── RECORDED DATA

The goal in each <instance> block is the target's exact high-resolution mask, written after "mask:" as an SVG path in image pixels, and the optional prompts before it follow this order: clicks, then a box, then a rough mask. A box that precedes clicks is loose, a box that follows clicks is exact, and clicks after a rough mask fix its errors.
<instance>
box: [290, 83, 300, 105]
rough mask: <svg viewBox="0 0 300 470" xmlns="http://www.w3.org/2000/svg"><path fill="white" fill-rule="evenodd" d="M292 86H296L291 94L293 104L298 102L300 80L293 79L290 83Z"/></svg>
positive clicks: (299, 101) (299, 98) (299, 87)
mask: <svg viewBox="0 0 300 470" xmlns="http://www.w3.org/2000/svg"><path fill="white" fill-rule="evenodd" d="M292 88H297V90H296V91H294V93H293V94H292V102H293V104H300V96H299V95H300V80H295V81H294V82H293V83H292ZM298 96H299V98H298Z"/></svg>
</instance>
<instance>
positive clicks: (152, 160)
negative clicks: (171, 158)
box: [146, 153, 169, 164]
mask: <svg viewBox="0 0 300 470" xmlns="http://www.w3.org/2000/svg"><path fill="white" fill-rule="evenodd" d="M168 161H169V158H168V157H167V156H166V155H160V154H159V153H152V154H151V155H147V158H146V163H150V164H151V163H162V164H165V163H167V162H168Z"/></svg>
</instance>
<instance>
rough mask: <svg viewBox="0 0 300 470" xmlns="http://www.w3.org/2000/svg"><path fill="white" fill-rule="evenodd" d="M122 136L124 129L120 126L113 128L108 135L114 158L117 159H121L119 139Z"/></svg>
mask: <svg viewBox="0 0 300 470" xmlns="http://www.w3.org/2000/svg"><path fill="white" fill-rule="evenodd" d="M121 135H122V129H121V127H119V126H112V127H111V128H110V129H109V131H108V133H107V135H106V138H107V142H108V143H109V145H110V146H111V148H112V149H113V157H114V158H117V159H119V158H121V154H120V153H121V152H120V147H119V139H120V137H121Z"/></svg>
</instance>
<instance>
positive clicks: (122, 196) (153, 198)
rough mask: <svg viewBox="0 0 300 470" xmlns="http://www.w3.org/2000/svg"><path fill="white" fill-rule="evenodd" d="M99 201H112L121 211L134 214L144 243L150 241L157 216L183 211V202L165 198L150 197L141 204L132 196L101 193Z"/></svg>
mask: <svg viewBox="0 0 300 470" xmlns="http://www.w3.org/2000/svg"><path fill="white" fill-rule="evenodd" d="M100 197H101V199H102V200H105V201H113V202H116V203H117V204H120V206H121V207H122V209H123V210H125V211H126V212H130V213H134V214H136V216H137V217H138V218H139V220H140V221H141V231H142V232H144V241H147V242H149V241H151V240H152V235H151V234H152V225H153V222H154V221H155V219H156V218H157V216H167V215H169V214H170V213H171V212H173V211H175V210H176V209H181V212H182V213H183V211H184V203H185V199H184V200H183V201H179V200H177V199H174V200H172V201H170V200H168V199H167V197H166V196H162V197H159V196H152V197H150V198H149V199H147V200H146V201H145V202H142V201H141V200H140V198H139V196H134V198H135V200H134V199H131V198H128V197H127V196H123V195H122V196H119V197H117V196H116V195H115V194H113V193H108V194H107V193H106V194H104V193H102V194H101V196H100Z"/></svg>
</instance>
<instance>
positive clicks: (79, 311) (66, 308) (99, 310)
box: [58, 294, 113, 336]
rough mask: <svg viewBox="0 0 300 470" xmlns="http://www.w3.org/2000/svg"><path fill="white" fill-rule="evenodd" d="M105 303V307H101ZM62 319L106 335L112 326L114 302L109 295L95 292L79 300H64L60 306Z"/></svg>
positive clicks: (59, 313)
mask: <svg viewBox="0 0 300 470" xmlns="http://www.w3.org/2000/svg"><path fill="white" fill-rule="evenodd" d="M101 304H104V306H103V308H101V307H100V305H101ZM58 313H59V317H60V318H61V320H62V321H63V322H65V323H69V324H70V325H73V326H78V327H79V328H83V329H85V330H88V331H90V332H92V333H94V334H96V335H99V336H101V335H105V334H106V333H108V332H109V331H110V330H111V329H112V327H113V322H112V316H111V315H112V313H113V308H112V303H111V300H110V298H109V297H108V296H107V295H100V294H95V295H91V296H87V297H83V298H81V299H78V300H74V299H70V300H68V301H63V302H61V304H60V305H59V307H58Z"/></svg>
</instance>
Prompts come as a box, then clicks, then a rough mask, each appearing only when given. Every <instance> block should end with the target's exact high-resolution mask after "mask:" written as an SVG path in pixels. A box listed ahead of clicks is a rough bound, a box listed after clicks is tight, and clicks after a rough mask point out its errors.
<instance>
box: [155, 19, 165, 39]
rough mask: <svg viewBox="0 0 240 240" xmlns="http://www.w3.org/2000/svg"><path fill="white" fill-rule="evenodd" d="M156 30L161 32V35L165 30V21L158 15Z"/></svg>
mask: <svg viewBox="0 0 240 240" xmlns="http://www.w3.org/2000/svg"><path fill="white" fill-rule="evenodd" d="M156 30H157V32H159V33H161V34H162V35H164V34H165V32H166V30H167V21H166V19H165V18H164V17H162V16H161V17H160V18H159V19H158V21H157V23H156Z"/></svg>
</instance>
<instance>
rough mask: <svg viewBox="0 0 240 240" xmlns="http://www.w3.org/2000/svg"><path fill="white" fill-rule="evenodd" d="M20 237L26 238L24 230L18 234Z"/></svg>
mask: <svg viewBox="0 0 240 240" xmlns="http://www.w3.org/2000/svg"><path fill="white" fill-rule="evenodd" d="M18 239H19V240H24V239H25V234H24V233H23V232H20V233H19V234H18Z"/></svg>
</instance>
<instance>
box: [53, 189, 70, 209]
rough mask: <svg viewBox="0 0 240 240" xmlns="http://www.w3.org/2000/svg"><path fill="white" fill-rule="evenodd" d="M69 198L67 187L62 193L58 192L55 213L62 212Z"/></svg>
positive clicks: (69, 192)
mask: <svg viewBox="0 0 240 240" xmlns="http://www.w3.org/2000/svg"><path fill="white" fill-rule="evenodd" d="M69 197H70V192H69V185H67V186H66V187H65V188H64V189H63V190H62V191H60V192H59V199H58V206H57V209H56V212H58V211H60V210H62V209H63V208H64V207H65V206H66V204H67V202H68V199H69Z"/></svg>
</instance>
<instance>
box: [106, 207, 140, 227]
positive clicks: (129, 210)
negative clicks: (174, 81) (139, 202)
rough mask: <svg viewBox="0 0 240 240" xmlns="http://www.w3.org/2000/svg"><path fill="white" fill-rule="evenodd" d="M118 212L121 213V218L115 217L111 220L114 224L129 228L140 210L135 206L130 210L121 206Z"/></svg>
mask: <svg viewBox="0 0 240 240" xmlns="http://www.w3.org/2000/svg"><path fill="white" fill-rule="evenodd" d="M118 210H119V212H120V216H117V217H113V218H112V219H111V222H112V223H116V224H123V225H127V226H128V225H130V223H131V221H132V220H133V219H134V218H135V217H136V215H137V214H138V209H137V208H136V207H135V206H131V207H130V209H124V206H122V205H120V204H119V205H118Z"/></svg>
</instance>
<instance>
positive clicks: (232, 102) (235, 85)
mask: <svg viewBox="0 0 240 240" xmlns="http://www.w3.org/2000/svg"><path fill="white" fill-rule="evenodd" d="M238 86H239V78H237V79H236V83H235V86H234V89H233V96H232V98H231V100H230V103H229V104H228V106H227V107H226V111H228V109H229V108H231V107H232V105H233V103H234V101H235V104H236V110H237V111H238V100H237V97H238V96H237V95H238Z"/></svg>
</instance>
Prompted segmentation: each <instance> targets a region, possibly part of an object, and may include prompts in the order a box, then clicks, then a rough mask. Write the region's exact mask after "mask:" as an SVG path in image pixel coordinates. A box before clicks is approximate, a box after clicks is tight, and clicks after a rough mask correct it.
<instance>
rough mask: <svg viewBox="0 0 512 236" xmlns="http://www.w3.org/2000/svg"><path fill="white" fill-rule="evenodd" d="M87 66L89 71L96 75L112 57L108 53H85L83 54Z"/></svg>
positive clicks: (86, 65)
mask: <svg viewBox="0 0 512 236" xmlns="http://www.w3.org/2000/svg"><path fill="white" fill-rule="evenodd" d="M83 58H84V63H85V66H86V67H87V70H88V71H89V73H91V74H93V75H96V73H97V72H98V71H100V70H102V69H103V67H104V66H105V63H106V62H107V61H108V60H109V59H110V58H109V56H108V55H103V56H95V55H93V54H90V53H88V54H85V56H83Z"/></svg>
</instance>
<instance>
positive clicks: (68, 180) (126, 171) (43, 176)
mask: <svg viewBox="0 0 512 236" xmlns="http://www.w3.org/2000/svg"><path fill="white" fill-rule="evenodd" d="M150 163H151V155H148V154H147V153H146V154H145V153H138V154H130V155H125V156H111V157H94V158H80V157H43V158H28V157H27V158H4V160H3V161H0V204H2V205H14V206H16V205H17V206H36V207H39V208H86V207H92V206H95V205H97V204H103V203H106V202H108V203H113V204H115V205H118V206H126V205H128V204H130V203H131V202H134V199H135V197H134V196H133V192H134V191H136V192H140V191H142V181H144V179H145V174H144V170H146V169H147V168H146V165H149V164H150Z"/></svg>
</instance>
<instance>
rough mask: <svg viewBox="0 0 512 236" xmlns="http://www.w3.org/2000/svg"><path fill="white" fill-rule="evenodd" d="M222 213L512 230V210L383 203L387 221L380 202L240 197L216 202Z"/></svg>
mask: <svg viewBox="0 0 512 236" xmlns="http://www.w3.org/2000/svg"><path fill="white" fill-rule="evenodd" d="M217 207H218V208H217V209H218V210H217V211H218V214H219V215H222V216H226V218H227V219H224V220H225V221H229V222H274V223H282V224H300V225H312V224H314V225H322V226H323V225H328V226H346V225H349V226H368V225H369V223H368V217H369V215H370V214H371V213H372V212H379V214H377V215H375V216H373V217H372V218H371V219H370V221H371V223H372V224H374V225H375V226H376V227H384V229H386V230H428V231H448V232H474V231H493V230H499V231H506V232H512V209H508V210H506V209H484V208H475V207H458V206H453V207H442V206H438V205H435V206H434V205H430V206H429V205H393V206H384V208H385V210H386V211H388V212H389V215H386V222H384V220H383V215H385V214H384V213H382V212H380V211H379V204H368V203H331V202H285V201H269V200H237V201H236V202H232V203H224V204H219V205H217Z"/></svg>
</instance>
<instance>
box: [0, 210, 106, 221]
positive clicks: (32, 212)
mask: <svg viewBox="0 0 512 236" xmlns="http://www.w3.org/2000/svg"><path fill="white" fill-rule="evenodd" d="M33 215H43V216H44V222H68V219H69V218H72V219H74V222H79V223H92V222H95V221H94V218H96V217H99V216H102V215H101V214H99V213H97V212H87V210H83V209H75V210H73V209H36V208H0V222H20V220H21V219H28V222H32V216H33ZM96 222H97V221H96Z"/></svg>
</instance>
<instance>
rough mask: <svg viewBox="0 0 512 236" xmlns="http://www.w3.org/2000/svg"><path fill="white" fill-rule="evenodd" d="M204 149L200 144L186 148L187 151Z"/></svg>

────

WORK TASK — State how many lines of the records hold the string "negative", and nothing else.

OUTPUT BELOW — 2